Start of Records for processing
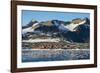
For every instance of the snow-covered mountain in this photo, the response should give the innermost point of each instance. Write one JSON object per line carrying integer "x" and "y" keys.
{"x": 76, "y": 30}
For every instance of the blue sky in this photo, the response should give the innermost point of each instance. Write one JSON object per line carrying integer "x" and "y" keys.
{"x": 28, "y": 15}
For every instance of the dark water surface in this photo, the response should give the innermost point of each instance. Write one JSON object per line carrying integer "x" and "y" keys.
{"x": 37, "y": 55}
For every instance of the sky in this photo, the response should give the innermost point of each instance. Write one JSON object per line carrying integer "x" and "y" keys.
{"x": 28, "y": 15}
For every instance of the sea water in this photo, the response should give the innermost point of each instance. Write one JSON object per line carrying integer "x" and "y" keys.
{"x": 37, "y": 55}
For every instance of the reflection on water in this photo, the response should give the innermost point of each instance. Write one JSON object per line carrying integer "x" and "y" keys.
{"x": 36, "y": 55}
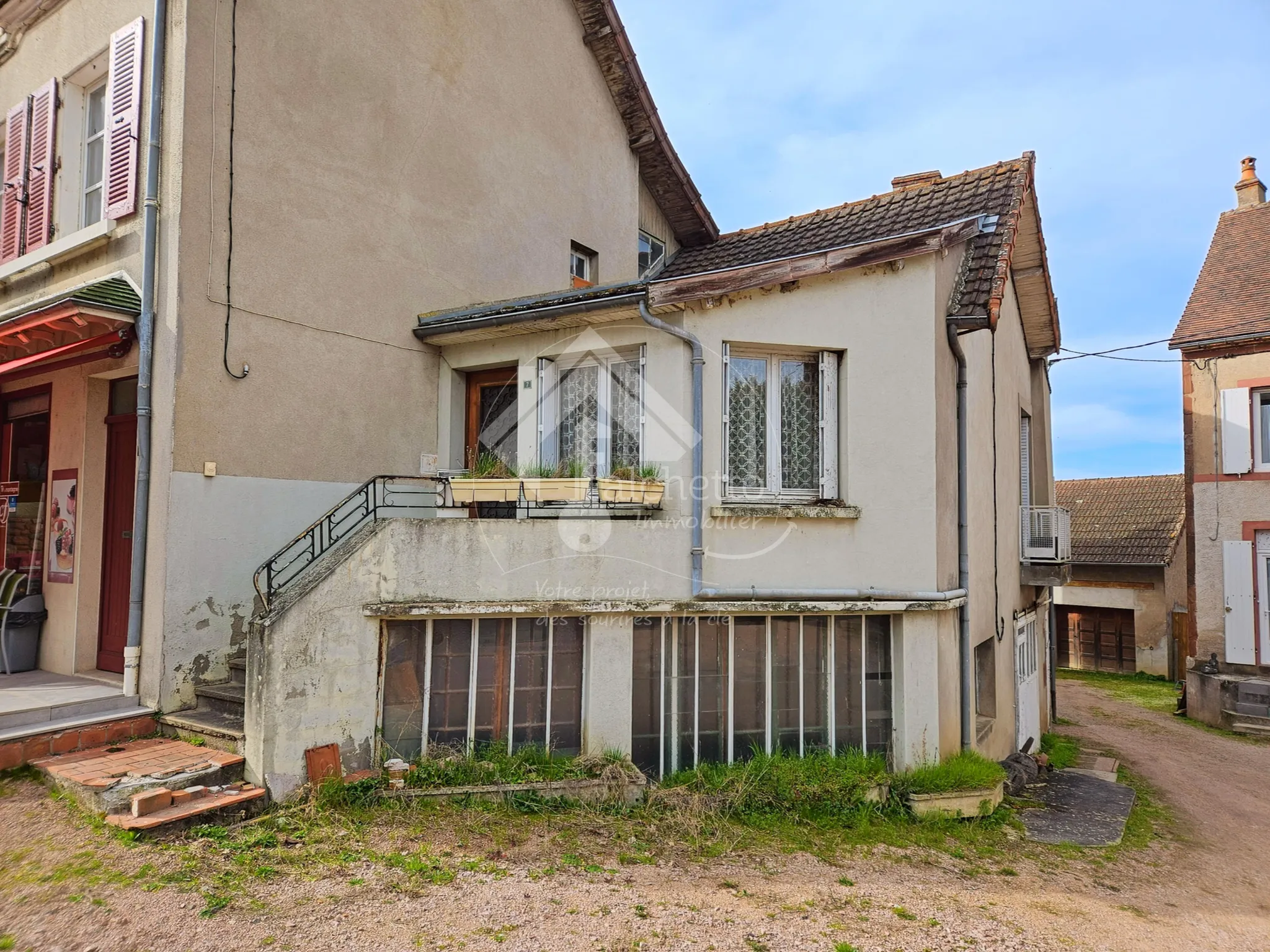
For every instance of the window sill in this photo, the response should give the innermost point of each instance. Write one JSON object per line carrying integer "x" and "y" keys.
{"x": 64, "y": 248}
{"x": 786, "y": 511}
End of Records for processing
» Try it
Please reprint the whole listing exactly and omit its pictures.

» Your solution
For every instance of the snow-covered mountain in this photo, the response should give the innermost point of each instance. Write one JSON object per line carrying integer "x" and "y" keys.
{"x": 76, "y": 30}
For every instance of the blue sky in this photo, the response should give the innermost point of each instance. Write one JSON object per line carrying integer "x" and "y" keys.
{"x": 28, "y": 15}
For every instance of the dark water surface in this photo, the response should give the innermost point of each instance. Write one JSON object per line carrying integer "x" and "y" keys.
{"x": 37, "y": 55}
For every instance of the sky in this photo, the response should give the innermost point of each instance. Write one JSON object per line carrying integer "x" and "y" keys.
{"x": 28, "y": 15}
For every instance of the sea water in this photo, the response should give the innermost point of each instance. Write one JSON object per line carrying integer "x" and "y" keys.
{"x": 37, "y": 55}
For every instance of the reflection on water in this photo, the response should give the innermost point of each instance. Write one JSON object per line carrying integer "x" and "y" keys.
{"x": 36, "y": 55}
For every instance of the window sill in this photo, the response should give the innermost point of each instance. Write one JSON object per line carrying integer "x" and "y" keys.
{"x": 64, "y": 248}
{"x": 786, "y": 511}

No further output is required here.